Work required:
Reproduce each line exactly.

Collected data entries
++++++++

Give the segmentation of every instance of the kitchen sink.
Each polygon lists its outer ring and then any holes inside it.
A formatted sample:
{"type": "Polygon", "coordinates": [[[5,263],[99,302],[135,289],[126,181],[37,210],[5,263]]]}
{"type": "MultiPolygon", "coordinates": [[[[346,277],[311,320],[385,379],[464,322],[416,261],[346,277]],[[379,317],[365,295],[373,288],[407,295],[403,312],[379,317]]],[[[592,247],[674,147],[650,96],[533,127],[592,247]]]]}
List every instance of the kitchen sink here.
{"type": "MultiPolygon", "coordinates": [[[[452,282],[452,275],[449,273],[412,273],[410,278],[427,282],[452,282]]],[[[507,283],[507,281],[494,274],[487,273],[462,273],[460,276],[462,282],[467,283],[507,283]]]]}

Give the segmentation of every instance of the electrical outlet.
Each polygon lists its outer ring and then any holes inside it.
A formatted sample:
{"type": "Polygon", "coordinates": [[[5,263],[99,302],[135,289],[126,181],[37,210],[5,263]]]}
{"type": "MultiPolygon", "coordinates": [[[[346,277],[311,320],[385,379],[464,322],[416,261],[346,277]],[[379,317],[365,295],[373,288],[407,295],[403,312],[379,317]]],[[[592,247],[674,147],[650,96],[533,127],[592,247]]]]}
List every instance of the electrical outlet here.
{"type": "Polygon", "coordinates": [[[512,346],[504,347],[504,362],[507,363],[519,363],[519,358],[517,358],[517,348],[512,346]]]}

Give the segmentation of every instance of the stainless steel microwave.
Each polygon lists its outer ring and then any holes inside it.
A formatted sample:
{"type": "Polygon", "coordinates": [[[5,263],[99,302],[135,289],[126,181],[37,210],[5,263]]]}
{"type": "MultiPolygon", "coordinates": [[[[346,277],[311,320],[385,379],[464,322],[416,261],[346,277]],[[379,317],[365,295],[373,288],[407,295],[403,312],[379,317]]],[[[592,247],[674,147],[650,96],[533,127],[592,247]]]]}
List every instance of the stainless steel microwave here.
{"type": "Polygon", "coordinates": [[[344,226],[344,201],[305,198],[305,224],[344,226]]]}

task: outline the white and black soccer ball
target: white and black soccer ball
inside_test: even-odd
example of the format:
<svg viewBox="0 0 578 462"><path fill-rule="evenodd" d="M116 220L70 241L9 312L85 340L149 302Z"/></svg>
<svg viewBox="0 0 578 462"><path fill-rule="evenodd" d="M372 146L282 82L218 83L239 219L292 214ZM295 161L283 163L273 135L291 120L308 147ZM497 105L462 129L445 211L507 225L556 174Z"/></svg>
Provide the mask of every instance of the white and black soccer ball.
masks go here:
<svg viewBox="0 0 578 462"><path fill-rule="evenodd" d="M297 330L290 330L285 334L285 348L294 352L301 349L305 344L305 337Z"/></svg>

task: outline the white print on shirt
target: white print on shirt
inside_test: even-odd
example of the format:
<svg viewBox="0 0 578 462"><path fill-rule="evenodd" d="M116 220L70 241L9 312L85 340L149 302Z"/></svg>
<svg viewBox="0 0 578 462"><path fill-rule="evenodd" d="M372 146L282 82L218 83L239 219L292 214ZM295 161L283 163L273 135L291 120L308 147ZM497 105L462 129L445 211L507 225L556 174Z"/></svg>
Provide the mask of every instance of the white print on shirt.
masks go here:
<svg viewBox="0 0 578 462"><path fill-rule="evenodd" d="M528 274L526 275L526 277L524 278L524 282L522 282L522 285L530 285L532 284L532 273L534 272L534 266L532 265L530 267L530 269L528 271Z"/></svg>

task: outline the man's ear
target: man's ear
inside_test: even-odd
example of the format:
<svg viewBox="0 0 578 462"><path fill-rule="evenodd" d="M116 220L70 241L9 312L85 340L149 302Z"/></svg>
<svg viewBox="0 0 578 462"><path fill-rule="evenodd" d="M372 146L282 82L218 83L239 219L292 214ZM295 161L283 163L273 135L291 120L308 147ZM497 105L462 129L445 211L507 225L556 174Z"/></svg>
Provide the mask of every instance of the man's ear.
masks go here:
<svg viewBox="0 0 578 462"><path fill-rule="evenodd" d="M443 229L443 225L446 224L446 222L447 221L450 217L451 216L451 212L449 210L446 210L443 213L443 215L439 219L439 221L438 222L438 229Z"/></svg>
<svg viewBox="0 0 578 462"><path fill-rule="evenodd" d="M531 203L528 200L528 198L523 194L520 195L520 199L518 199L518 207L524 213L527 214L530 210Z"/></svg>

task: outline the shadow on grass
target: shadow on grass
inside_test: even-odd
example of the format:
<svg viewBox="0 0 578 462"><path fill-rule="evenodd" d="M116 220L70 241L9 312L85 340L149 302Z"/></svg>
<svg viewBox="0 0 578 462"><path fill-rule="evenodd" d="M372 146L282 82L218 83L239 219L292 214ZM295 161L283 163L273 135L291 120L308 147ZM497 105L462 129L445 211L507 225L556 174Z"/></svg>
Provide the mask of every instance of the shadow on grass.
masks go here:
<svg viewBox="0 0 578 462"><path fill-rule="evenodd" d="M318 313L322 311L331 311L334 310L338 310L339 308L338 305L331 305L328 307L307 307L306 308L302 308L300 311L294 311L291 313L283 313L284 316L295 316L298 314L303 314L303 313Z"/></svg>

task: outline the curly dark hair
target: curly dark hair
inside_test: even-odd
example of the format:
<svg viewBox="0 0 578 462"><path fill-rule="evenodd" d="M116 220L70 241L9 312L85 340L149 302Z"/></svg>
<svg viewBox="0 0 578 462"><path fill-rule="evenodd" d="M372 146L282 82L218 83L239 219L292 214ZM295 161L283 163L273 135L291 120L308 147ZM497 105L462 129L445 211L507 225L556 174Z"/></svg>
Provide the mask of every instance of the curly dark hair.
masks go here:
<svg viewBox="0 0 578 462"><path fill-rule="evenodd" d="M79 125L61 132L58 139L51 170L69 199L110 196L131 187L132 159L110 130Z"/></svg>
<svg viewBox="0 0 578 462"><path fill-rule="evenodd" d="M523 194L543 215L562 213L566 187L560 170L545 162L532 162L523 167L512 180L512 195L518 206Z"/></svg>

++++++++

Result of the task:
Give the segmentation of every instance of the kitchen sink.
Each polygon lists its outer ring and then any holes inside it.
A formatted sample:
{"type": "Polygon", "coordinates": [[[5,263],[99,302],[135,289],[126,181],[37,210],[5,263]]]}
{"type": "MultiPolygon", "coordinates": [[[[346,277],[311,320],[385,379],[464,322],[416,261],[346,277]],[[379,317],[365,295],[373,288],[407,295],[403,312],[379,317]]],[[[592,247],[674,147],[650,96],[533,127],[592,247]]]]}
List every instance of the kitchen sink here.
{"type": "MultiPolygon", "coordinates": [[[[452,282],[452,275],[449,273],[412,273],[410,278],[427,282],[452,282]]],[[[507,283],[507,281],[494,274],[487,273],[462,273],[460,276],[462,282],[467,283],[507,283]]]]}

Give the segmentation of every instance of the electrical outlet.
Each polygon lists its outer ring and then any holes inside it.
A formatted sample:
{"type": "Polygon", "coordinates": [[[5,263],[99,302],[135,289],[126,181],[37,210],[5,263]]]}
{"type": "MultiPolygon", "coordinates": [[[[346,277],[311,320],[385,379],[464,322],[416,261],[346,277]],[[379,317],[365,295],[373,288],[407,295],[403,312],[379,317]]],[[[592,247],[674,147],[650,96],[533,127],[592,247]]]]}
List every instance of the electrical outlet here.
{"type": "Polygon", "coordinates": [[[512,346],[504,347],[504,362],[507,363],[519,363],[519,358],[517,358],[517,348],[512,346]]]}

Give the segmentation of every instance of the stainless steel microwave.
Each polygon lists its outer ring and then any holes inside it.
A formatted sample:
{"type": "Polygon", "coordinates": [[[5,263],[99,302],[135,289],[126,181],[37,210],[5,263]]]}
{"type": "MultiPolygon", "coordinates": [[[[346,277],[311,320],[385,379],[464,322],[416,261],[346,277]],[[379,317],[365,295],[373,288],[407,295],[403,312],[379,317]]],[[[592,247],[674,147],[650,96],[533,127],[592,247]]]]}
List every instance of the stainless steel microwave here.
{"type": "Polygon", "coordinates": [[[344,226],[344,201],[305,198],[305,224],[344,226]]]}

task: outline the white and black soccer ball
target: white and black soccer ball
inside_test: even-odd
example of the format:
<svg viewBox="0 0 578 462"><path fill-rule="evenodd" d="M116 220L70 241L9 312L85 340L149 302Z"/></svg>
<svg viewBox="0 0 578 462"><path fill-rule="evenodd" d="M372 146L282 82L218 83L239 219L292 214ZM295 161L283 163L273 135L291 120L308 147ZM497 105L462 129L445 211L507 225L556 174Z"/></svg>
Provide the mask of every instance of the white and black soccer ball.
masks go here:
<svg viewBox="0 0 578 462"><path fill-rule="evenodd" d="M297 330L290 330L285 334L285 348L294 352L301 349L305 344L305 337Z"/></svg>

task: outline the white print on shirt
target: white print on shirt
inside_test: even-odd
example of the format:
<svg viewBox="0 0 578 462"><path fill-rule="evenodd" d="M116 220L70 241L9 312L85 340L149 302Z"/></svg>
<svg viewBox="0 0 578 462"><path fill-rule="evenodd" d="M372 146L282 82L218 83L239 219L292 214ZM295 161L283 163L273 135L291 120L308 147ZM497 105L462 129L445 211L507 225L556 174Z"/></svg>
Provide the mask of every instance of the white print on shirt.
masks go here:
<svg viewBox="0 0 578 462"><path fill-rule="evenodd" d="M528 274L526 275L526 277L524 278L524 282L522 282L522 285L530 285L532 284L532 273L534 272L534 266L532 265L530 267L530 269L528 271Z"/></svg>

task: outline the man's ear
target: man's ear
inside_test: even-odd
example of the format:
<svg viewBox="0 0 578 462"><path fill-rule="evenodd" d="M116 220L70 241L9 312L85 340L149 302Z"/></svg>
<svg viewBox="0 0 578 462"><path fill-rule="evenodd" d="M372 146L282 82L218 83L239 219L292 214ZM295 161L283 163L273 135L291 120L308 147ZM497 105L462 129L445 211L507 225L556 174Z"/></svg>
Provide the mask of every instance of the man's ear.
masks go here:
<svg viewBox="0 0 578 462"><path fill-rule="evenodd" d="M443 229L443 225L446 224L446 222L447 221L450 217L451 216L451 212L449 210L446 210L443 213L443 215L439 219L439 221L438 222L438 229Z"/></svg>
<svg viewBox="0 0 578 462"><path fill-rule="evenodd" d="M531 203L528 200L528 198L523 194L520 195L520 199L518 199L518 207L524 213L527 214L530 210Z"/></svg>

task: outline the shadow on grass
target: shadow on grass
inside_test: even-odd
example of the format:
<svg viewBox="0 0 578 462"><path fill-rule="evenodd" d="M116 220L70 241L9 312L85 340L149 302Z"/></svg>
<svg viewBox="0 0 578 462"><path fill-rule="evenodd" d="M372 146L282 82L218 83L239 219L292 214ZM295 161L283 163L273 135L291 120L308 147ZM497 105L462 129L445 211L507 225L556 174Z"/></svg>
Provide the mask of every instance of the shadow on grass.
masks go here:
<svg viewBox="0 0 578 462"><path fill-rule="evenodd" d="M318 313L322 311L331 311L334 310L338 310L339 308L338 305L331 305L328 307L307 307L306 308L302 308L300 311L294 311L291 313L283 313L284 316L295 316L298 314L303 314L303 313Z"/></svg>

task: outline the curly dark hair
target: curly dark hair
inside_test: even-odd
example of the format:
<svg viewBox="0 0 578 462"><path fill-rule="evenodd" d="M116 220L70 241L9 312L85 340L149 302Z"/></svg>
<svg viewBox="0 0 578 462"><path fill-rule="evenodd" d="M372 146L282 82L218 83L239 219L292 214ZM295 161L283 163L273 135L291 120L308 147ZM497 105L462 129L445 211L507 225L556 174Z"/></svg>
Provide the mask of every instance of the curly dark hair.
masks go here:
<svg viewBox="0 0 578 462"><path fill-rule="evenodd" d="M79 125L61 132L58 139L51 170L69 199L110 196L131 187L132 159L110 130Z"/></svg>
<svg viewBox="0 0 578 462"><path fill-rule="evenodd" d="M523 194L543 215L562 213L566 187L560 170L545 162L532 162L523 167L512 180L512 195L518 206Z"/></svg>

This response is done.